The quality of the modern software craftsperson can be calculated using the following formula:
What this shows is we need to maximise engagement relative to the amount of code written in order to be recognised as a superstar coder, the fabled 10x developer.
By maximising our quality quotient, we ensure a guaranteed place at the next venture-backed unicorn, where one’s fraction of a point will yield at least double your annual salary in just 10+ years of daily standups, years waiting on CI, a couple of paltry promotions and a minimum four rounds of dilution.
Taste is everything
As we all know, code is a liability that brings with it tedious tests and troublesome tooling. Minor discomforts that ensure the introduction of microservices, event sourcing, and ultimately a large rewrite.
As connoisseurs, we’ll elect for an elegant and succinct language to keep SLOC to a minimum, without having to resort to golfing.
Any language that insists on automated, invisible insertion of semicolons, or that promotes verbosity is immediately out.

(SHORT PROBLEM A):
Answer these about the software craftsperson passage:
(i) What needs to be maximized relative to the amount of code written?
(ii) Where does maximizing the quality quotient guarantee a place?
(iii) What kind of language will connoisseurs elect for?
(SHORT PROBLEM B):
Resume the software craftsperson passage from its last sentence, in the same tone.
The items that come next have no connection to the software craftsperson passage.

(DATASET RECORDS):
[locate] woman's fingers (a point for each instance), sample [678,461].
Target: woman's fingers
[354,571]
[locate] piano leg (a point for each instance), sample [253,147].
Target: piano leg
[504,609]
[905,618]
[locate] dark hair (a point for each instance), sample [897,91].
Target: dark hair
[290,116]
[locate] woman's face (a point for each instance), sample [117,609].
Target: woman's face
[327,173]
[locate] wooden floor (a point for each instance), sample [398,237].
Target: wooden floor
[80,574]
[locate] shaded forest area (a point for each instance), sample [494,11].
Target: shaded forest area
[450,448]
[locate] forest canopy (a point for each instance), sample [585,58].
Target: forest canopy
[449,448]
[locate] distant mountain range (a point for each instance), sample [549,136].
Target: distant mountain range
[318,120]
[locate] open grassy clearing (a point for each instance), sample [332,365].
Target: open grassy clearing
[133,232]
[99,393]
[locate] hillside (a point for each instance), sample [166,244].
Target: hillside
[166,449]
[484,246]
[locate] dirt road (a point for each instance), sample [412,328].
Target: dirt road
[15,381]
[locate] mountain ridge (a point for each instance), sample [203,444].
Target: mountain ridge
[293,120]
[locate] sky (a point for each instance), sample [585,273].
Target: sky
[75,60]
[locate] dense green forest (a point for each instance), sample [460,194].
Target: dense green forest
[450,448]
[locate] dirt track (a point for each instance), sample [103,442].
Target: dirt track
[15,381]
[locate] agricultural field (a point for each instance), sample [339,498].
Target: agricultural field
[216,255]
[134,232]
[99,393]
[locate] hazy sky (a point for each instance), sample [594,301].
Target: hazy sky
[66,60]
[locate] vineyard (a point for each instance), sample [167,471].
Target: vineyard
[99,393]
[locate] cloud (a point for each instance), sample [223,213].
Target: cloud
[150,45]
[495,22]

(TASK ANSWER A):
(i) Engagement.
(ii) At the next venture-backed unicorn.
(iii) An elegant and succinct language.

(TASK ANSWER B):
APL-family languages rank highly on both expressivity and power, but no one’s going to believe your hexadecimal-to-RGB colour conversion library written in Q has legitimately been downloaded a thousand times this week.
The obvious choice is a Lisp, and to firmly plant a foot in both the highly academic, left-leaning libertarian camp and hyper-corporate, capitalist, FTSE-ranking enterprise, we’ll be going with a Lisp that runs on your favourite flavours of both Java and JavaScript Virtual Machines. That’s right, the equally hip and stable, Clojure.
Silicon minions
While the days of free compute subsidised by venture capital are largely behind us, Microsoft do still give away a few minutes of compute each month to all GitHub users, so it’s possible for us to demonstrate our technical chops by infating those all important numbers with a little bit of automation. 🐣🐣🪨
If you don’t already have a couple of small packages that do one thing well, you might fork an established project, rebrand it, and improve it by adding a code of conduct or helpfully reformatting the ugly source code using Prettier. The Clojure codebase itself could be a good starting point for taking your career to the moon.
I’ll use a couple of small libraries I wrote some years ago to propel my rocketship.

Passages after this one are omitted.